- _WORK INSTRUCTION_: Please restate the listing word for word, omitting the images.

════

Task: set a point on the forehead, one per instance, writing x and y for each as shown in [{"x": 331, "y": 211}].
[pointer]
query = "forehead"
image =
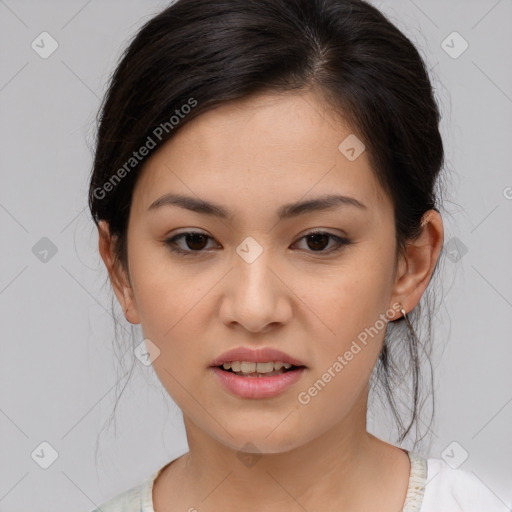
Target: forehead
[{"x": 260, "y": 152}]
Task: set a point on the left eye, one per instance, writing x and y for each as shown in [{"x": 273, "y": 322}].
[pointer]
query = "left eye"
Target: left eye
[
  {"x": 318, "y": 240},
  {"x": 196, "y": 242}
]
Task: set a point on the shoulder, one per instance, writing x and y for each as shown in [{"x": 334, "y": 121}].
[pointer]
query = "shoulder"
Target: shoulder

════

- _RESPONSE AREA_:
Task: set a point on the forehead, one per instance, writing x and y for each as shown in [{"x": 331, "y": 211}].
[pointer]
query = "forehead"
image =
Target: forehead
[{"x": 260, "y": 152}]
Task: set a point on the left eye, one per instance, writing x and y for each as shown in [{"x": 273, "y": 322}].
[pointer]
query = "left eye"
Target: left eye
[
  {"x": 318, "y": 240},
  {"x": 196, "y": 242}
]
Task: set a point on the shoulder, one per instance, writing x and y for each as shown in [{"x": 334, "y": 121}].
[pointer]
query = "shoulder"
Target: shoulder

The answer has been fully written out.